- [Requests]:
1. In the scoop about Romney bowing out for Paul Ryan, which ship stood behind Romney when he handed over the reins?
2. Carry on the scoop about Romney bowing out for Paul Ryan from the point where it stops.

- [Quoted text]:
SCOOP! Seven Questions For Paul Ryan After Mitt Romney Bows Out And Endorses Him For GOP Presidential Candidacy
For immediate release. Reporting from Nauticus maritime museum, Norfolk, Virginia, August 11, 2012.
Just moments ago, Mitt Romney shocked dozens and pleased millions by dropping out of the presidential race when he bowed out in favor of Wisconsin congressman Paul Ryan. This, in all likelihood, will end the discussion about who Governor Romney will choose as his running mate. That task now falls to Paul Ryan.
Appearing at Norfolk Virginia’s maritime museum Nauticus on the Elizabeth River, Romney handed over the reins to Mr. Ryan in front of the storied WWII Iowa-class battleship Wisconsin. Due to mistiming my guided tour of the Wisconsin, your reporter arrived at the tail end of Romney’s earthshaking resignation as his party’s presumptive presidential candidate. I heard enough, however, to report to you his closing words:
Today is a good day for America. And there are better days ahead. Join me in welcoming the next President of the United States . . . Paul Ryan.
Upon hearing that I literally dashed away from the reporter’s pool to file this exclusive scoop with They Will Say ANYTHING!. Staying behind to hear Mr. Ryan’s acceptance speech was out of the question. Exclusive scoops move at lightning speed. There will be time for celebration tonight.
Presidential Candidate Ryan
I will, of course, write more about this political earthquake, but I can already see the questions that will be tossed like hand grenades at Paul Ryan. Here’s a few:
1. Will Ryan keep Romney’s campaign staff or seek competent assistance?

- [Dataset excerpt]:
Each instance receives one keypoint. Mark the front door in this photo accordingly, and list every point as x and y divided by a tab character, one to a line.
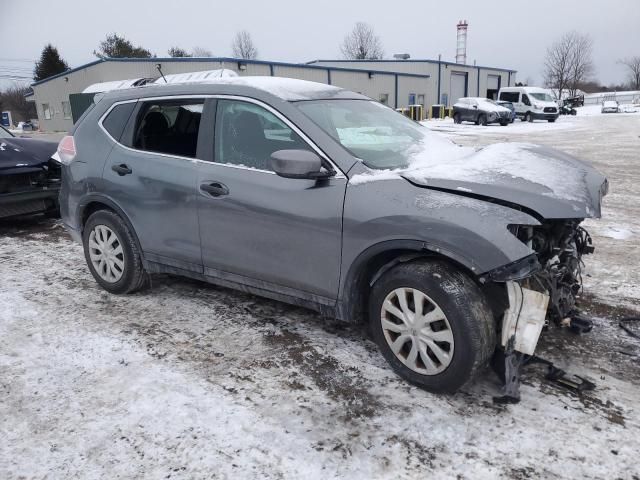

- [Responses to the exercise]:
1. The WWII Iowa-class battleship Wisconsin.

2.
2. Are there any dogs, or other family pets, who may make accusations against Mr. Ryan?
3. Can Paul Ryan achieve a likability score higher than Mitt Romney’s which recently disclosed he was substantially less likable among numerous focus groups than a fictional composite of Josef Stalin, Vlad the Impaler, Gordon Gecko, Ayn Rand, and Newt Gingrich. (See more focus group results below)
For a clearer and larger image click HERE (not on the image itself).
It will open in a new window/tab.
Once there, just click it again for an even larger version.
4. Who will Ryan pick for Vice President? Romney is an unlikely choice, since, God forbid, he might in the future replace a President Ryan should he be unable to perform his duties from a mental sanitarium? To this reporter, House Majority Leader Eric Cantor is a long shot as well. Lately, he exudes a strong odor of sulphur and leaves scorch marks wherever he stands still for more than 30 seconds, even on the Capitol’s marble floors. Senate Minority Leader Mitch McConnell, as well, has tested very badly among GOP focus groups:78% identified him as a turtle,
13% as a carnival exhibit,
7% as cartoon legend Foghorn Leghorn, and
2% as Congressman McConnell.5. Will other former GOP primary candidates object to Ryan’s snatching up Romney’s primary delegate treasure chest? Will Ryan, a dyed in wool Tea Party type, consider primary psychopathic candidates considered too unhinged to govern? People like Michele Bachmann, now institutionalized in a Minnesota sanitarium, or Newt Gingrich, presently encamped outside the entrance to the Pasadena Jet Propulsion Lab in Pasadena California clutching a head-sized Mars balloon? Rick Santorum? Or is his support for genocide as an immigration policy to extreme for Mr. Ryan or too soft? We’ll see.
6. What will Paul Ryan change about Mitt Romney’s previous policy positions? For example, will Ryan emulate Romney and adopt one, two, three, and more policy positions on each issue?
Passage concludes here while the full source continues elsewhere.